=== Passage ===

Doug McGill argues–as I do–that journalists need to understand language better. I’ve put a few callouses on the tips of my fingers writing about this on Rhetorica. I like where McGill is going with this:
What journalists need to think about seriously right now is language itself — its essential nature, its cultural meanings, and most importantly, its social uses and modes of action.
He makes this claim in the context of discussing the emergence of effective and successful citizen-journalism projects within a particular moral framework. I’m going to set aside definitions of those adjectives for now to deal with an interesting intersection between the discipline of rhetoric and the practice of journalism by citizen journalists. I want to understand McGill’s claim in terms of the concept of “discourse community.”
A discourse community is “a group of people who share certain language-using practices” (Bizzell, Academic Discourse and Critical Consciousness, 1993, p. 222). Why that’s important: Language-using practices include and exclude. Journalism’s epistemology leads it to gather and present information in a certain way to inform a mythical general audience. In a very important sense, journalistic discourse is largely exclusive, but journalists consider it largely inclusive.

=== Recorded information ===

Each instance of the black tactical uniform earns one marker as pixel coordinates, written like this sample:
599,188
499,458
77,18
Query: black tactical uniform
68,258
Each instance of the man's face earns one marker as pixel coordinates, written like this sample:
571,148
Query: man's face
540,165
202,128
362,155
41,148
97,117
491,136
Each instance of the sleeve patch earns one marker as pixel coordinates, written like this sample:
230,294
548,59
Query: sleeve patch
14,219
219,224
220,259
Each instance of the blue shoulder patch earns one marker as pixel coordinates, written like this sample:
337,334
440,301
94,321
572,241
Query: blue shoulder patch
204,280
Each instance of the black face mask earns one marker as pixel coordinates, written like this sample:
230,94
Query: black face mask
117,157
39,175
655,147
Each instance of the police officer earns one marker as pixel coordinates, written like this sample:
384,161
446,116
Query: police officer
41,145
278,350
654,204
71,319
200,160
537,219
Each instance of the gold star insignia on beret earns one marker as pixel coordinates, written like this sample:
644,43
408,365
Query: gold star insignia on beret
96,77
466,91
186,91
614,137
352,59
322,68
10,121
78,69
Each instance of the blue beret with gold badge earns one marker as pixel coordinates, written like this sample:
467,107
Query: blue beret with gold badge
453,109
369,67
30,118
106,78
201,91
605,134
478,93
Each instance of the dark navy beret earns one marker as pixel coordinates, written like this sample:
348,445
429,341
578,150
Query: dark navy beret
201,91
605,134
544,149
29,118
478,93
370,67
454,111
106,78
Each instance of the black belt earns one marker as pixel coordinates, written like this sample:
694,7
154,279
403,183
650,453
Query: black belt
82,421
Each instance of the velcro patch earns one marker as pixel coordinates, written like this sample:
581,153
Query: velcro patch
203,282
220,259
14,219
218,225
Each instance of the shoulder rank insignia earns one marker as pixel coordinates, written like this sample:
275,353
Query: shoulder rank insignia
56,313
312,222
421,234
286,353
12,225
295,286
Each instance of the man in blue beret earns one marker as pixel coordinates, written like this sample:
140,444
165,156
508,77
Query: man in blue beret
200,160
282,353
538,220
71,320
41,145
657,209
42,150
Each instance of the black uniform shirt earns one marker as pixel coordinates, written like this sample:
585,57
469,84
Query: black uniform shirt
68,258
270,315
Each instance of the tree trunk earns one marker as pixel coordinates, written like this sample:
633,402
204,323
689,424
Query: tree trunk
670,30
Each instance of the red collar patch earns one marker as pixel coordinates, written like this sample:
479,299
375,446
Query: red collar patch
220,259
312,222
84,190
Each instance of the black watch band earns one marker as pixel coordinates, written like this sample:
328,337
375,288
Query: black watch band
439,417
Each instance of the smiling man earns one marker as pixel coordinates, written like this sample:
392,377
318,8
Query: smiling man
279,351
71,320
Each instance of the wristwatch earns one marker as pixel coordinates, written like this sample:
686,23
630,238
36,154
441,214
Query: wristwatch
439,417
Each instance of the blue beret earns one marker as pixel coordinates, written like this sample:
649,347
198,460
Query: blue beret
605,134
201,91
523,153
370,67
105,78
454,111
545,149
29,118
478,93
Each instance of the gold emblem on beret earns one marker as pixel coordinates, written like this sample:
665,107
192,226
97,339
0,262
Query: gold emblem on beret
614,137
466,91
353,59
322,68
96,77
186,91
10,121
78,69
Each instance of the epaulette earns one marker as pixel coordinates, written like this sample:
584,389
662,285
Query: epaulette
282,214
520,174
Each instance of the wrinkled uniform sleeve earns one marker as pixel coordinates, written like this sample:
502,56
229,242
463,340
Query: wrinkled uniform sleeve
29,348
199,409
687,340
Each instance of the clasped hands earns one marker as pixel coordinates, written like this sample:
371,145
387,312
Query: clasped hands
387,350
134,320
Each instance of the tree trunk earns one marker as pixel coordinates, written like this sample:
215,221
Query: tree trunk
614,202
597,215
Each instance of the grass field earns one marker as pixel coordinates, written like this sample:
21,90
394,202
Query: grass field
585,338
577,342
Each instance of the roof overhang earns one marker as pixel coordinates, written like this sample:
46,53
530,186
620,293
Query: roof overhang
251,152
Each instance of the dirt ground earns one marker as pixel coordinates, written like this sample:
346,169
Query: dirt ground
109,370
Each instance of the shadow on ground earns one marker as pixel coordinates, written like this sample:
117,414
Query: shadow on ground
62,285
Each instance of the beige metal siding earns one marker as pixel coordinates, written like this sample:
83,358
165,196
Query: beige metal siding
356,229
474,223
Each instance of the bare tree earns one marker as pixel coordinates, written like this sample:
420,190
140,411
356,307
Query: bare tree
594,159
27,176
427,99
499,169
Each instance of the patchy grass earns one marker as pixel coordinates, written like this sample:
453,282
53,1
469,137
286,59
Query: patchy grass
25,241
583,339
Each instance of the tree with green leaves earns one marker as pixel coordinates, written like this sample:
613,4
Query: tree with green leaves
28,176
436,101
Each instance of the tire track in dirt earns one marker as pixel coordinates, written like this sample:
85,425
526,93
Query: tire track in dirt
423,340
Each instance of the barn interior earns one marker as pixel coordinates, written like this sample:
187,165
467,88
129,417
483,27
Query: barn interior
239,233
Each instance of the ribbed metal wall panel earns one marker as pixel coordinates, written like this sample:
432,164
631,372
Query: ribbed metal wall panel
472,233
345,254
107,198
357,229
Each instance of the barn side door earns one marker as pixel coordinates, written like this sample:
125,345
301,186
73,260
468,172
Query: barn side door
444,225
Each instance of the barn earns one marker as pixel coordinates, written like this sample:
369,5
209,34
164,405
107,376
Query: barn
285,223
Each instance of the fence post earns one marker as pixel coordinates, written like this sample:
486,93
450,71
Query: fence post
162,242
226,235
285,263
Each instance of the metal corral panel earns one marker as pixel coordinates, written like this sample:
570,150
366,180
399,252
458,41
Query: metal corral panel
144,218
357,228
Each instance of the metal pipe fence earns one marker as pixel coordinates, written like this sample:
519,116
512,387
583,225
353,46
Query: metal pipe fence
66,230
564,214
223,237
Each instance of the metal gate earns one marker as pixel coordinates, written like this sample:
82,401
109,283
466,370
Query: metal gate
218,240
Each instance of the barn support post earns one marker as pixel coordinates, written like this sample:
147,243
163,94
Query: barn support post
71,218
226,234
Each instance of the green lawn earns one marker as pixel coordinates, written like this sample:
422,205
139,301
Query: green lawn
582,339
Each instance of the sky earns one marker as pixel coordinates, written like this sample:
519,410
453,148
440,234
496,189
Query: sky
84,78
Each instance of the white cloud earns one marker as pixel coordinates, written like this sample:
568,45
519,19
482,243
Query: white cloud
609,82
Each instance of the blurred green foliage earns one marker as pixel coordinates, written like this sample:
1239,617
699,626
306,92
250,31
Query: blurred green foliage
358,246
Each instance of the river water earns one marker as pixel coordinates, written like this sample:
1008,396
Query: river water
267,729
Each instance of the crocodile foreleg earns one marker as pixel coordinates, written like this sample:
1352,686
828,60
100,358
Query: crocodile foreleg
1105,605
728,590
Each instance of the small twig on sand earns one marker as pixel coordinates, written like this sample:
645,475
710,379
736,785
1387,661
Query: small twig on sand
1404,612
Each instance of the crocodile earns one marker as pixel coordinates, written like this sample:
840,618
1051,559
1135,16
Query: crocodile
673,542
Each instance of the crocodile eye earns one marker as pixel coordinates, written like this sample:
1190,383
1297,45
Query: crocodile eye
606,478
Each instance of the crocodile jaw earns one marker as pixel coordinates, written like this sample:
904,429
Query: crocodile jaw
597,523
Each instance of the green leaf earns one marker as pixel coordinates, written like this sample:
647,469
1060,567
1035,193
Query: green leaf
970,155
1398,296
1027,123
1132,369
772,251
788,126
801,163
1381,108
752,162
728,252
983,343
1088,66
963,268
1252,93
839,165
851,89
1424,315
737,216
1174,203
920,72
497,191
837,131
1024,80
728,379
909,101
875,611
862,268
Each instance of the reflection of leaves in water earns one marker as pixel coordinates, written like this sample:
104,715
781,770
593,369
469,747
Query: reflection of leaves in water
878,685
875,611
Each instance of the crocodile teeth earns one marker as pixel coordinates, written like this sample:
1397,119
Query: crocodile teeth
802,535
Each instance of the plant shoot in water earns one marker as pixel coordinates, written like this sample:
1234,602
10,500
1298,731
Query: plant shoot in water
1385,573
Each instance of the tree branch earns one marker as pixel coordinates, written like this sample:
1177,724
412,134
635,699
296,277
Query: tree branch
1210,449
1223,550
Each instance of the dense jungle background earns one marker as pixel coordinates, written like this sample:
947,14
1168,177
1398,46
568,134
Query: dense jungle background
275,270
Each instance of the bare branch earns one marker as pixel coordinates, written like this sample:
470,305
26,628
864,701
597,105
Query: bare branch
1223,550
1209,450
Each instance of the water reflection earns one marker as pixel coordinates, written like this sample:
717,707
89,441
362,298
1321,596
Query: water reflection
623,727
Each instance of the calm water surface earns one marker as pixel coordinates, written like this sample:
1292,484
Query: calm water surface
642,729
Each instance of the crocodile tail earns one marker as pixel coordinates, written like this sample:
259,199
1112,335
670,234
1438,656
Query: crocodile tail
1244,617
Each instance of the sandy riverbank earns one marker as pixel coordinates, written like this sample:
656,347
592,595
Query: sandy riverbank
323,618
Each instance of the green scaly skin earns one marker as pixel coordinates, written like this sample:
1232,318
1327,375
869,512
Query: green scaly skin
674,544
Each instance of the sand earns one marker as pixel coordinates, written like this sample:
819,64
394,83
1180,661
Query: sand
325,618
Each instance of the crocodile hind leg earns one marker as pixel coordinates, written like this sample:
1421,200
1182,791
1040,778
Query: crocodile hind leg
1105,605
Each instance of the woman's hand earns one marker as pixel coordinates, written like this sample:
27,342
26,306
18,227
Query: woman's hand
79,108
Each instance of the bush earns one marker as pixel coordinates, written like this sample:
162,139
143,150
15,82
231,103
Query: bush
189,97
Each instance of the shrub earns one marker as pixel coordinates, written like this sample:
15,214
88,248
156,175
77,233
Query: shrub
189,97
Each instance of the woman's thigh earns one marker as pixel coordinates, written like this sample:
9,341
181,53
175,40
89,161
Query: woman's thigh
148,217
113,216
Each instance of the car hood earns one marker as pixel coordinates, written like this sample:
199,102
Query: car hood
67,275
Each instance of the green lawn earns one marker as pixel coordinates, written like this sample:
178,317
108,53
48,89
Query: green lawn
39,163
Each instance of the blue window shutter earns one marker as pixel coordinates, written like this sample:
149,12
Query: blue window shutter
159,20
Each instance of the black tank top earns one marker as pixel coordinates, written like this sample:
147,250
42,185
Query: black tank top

===

▸ **Exercises to complete**
a: From the passage on journalists and language above, reproduce the text between "Doug McGill argues–as" and "modes of action.", inclusive.
b: In the passage on journalists and language, what definition of a discourse community is quoted from Bizzell?

▸ **Per-task outputs**
a:
Doug McGill argues–as I do–that journalists need to understand language better. I’ve put a few callouses on the tips of my fingers writing about this on Rhetorica. I like where McGill is going with this:
What journalists need to think about seriously right now is language itself — its essential nature, its cultural meanings, and most importantly, its social uses and modes of action.

b: A discourse community is "a group of people who share certain language-using practices."